■ THE RECORDS:
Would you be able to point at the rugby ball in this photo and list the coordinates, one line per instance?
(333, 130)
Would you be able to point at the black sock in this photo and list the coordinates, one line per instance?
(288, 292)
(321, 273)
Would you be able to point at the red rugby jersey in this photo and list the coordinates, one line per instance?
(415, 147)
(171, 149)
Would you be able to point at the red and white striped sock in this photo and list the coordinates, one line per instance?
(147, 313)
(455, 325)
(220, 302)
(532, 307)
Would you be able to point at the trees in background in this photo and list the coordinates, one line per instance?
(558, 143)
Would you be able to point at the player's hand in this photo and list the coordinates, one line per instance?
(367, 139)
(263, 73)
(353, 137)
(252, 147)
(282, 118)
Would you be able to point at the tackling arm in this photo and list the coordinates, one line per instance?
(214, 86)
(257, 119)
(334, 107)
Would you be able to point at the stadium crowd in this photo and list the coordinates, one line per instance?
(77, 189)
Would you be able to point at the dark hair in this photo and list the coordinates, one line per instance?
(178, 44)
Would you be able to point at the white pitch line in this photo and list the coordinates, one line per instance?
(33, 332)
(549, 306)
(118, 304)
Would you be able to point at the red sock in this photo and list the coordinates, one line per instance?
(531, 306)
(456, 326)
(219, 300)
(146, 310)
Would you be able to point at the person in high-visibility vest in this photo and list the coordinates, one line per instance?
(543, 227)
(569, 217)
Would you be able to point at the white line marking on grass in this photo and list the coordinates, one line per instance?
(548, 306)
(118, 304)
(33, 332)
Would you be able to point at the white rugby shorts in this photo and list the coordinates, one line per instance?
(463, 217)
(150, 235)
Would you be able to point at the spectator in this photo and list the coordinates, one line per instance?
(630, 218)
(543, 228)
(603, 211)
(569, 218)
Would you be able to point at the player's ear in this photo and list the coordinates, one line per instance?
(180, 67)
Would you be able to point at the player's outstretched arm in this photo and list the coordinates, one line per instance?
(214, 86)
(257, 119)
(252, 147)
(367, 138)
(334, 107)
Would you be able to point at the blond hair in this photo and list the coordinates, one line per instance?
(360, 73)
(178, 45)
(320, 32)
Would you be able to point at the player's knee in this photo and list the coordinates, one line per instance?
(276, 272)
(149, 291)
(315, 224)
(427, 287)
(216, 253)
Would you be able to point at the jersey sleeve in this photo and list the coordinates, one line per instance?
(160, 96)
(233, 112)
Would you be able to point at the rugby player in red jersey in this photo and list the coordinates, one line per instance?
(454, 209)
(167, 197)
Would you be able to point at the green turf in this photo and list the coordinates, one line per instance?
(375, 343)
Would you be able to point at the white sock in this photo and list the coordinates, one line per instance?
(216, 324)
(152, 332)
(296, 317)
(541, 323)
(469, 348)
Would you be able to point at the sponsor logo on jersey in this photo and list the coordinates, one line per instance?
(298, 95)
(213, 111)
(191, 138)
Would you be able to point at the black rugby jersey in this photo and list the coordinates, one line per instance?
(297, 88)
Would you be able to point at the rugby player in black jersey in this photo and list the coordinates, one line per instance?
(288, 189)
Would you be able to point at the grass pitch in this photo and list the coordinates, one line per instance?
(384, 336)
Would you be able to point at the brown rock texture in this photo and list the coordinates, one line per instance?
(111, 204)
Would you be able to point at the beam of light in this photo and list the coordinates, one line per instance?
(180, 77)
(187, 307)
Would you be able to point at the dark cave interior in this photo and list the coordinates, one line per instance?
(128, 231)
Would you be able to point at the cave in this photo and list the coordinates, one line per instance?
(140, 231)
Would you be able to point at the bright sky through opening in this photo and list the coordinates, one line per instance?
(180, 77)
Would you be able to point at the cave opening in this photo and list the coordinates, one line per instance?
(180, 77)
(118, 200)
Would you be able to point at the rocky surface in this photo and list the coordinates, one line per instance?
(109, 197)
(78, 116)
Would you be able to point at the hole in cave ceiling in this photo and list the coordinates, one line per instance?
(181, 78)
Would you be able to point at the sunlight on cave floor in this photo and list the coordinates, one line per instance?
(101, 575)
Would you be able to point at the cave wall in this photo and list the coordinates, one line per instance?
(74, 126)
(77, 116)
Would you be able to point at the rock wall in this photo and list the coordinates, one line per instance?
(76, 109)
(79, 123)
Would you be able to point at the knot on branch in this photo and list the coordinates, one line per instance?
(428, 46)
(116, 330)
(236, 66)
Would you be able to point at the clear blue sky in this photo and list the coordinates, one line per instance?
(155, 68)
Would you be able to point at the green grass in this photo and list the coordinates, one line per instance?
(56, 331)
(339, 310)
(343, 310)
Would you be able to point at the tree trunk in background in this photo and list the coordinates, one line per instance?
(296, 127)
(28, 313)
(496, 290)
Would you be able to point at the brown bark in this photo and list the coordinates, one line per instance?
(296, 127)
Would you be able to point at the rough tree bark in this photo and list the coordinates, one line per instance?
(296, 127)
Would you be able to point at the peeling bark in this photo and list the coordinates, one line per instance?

■ EXERCISE BRIEF: The records above must each be restated exactly as they stand.

■ EXERCISE ANSWER:
Would you be able to point at the rugby ball in this photo and list the coordinates, one line per instance?
(333, 130)
Would you be able to point at the black sock in this photo and list the coordinates, one line per instance?
(288, 292)
(321, 273)
Would you be able to point at the red rugby jersey in this photo and list the coordinates, one line per instance?
(415, 147)
(171, 149)
Would you be able to point at the red and white striped sock in this photo and list the coordinates, one line per instance?
(147, 313)
(455, 325)
(220, 302)
(532, 307)
Would you be able to point at the trees in background in this photo and list the coordinates, one line per instance?
(558, 143)
Would you be able to point at the player's hand in this photo and list the coordinates, one line per instance?
(367, 139)
(263, 73)
(353, 137)
(252, 147)
(282, 118)
Would you be able to point at the tackling arm in this photo and list the coordinates, one line per instance?
(214, 86)
(257, 119)
(334, 107)
Would you be able to point at the stadium crowd in this photo and list the coordinates, one line per instance?
(77, 189)
Would you be able to point at the dark hair in this photo and list the coordinates, one line per instance?
(178, 44)
Would you be able to point at the white pitch line in this photo and list the coordinates, one line per instance?
(33, 332)
(549, 306)
(118, 304)
Would you be able to point at the red sock in this photo and list the coordinates, one line per instance?
(531, 306)
(456, 326)
(219, 300)
(146, 310)
Would you be able to point at the person in high-visibility vest in this photo and list the coordinates, one line per instance?
(543, 227)
(569, 217)
Would you be able to point at the white line marking on grass in this photo and list the coordinates, one line per instance?
(548, 306)
(118, 304)
(33, 332)
Would you be able to point at the white rugby shorts in this photo and list the coordinates, one line per instance?
(463, 217)
(150, 235)
Would you be able to point at the spectator in this photo and list the coordinates, one line per instance?
(630, 218)
(543, 228)
(603, 211)
(569, 218)
Would you be able to point at the player's ear in this photo and list the coordinates, one line per instance?
(180, 67)
Would you be able to point at the player's outstretched arm in this photo and list the coordinates, one line per instance?
(214, 86)
(257, 119)
(252, 147)
(367, 138)
(334, 107)
Would you be able to point at the blond hair in this photo and list the coordinates, one line per instance?
(360, 73)
(178, 45)
(320, 32)
Would you be able to point at the player's knee in this photo and list the coordinates, one line per instance?
(276, 272)
(149, 291)
(315, 224)
(427, 287)
(216, 253)
Would you be able to point at the jersey sleeve in this photo and list the coordinates, one line per instance?
(160, 96)
(233, 112)
Would you be able to point at the rugby player in red jersey in this photo and list the coordinates, one line per instance?
(454, 209)
(167, 197)
Would you be able to point at the green turf in this photo and list the coordinates, one line per instance?
(375, 343)
Would you be able to point at the white sock in this photo and list the coordinates, one line per instance?
(216, 324)
(152, 332)
(296, 317)
(541, 323)
(469, 348)
Would you be able to point at the sponsor logo on jersey in this photo and list the coordinates, one line per instance?
(298, 95)
(213, 111)
(191, 138)
Would you be able to point at the black rugby jersey in this photo and list the coordinates, one line per instance?
(297, 88)
Would you be able to point at the rugby player in black jersey in this photo and list the coordinates, one line per instance?
(288, 189)
Would you be able to point at the grass pitch in this photo and list the coordinates, one line per instance?
(384, 336)
Would you be able to point at the brown rock texture in this photo and list the coordinates, one line per instance?
(111, 204)
Would you be able to point at the beam of light in this photo and list the coordinates, one line per instance?
(180, 77)
(187, 307)
Would you be able to point at the dark cave interior in this photo and list the coordinates, one line per instance?
(128, 231)
Would you be able to point at the cave in this photo and list the coordinates, one line per instance?
(140, 231)
Would you be able to point at the bright sky through opening in this photo and list the coordinates, one line per instance?
(180, 77)
Would you be able to point at the cave opening in this photo and list the coordinates, one line per instance?
(180, 77)
(118, 200)
Would you be able to point at the rocky surface in this photo and list the coordinates, one line per instance?
(109, 197)
(78, 116)
Would you be able to point at the hole in cave ceiling in this photo and list the coordinates, one line per instance?
(181, 78)
Would you be able to point at the sunlight on cave floor in this photo and list the coordinates, one line per instance?
(101, 575)
Would you be able to point at the cave wall in this photo and list the coordinates, one line per instance?
(74, 126)
(77, 116)
Would you be able to point at the rock wall in this photo and list the coordinates, one line per instance?
(76, 109)
(79, 123)
Would you be able to point at the knot on branch in this photo and list the coordinates, one line per instance?
(428, 46)
(116, 330)
(236, 66)
Would you be able to point at the clear blue sky in this photo and list the coordinates, one line per instance?
(155, 68)
Would you be able to point at the green grass in this photo and list the coordinates, one line per instance?
(56, 331)
(339, 310)
(343, 310)
Would you be able to point at the tree trunk in background in this photo and list the coordinates, one line per instance?
(296, 127)
(28, 313)
(496, 290)
Would you be able to point at the brown bark in this photo and list the coordinates, one line per instance?
(296, 127)
Would you be able to point at the rough tree bark in this photo and list the coordinates, one line per instance?
(296, 127)
Would you be able to point at the peeling bark in this photo and list the coordinates, one line per instance?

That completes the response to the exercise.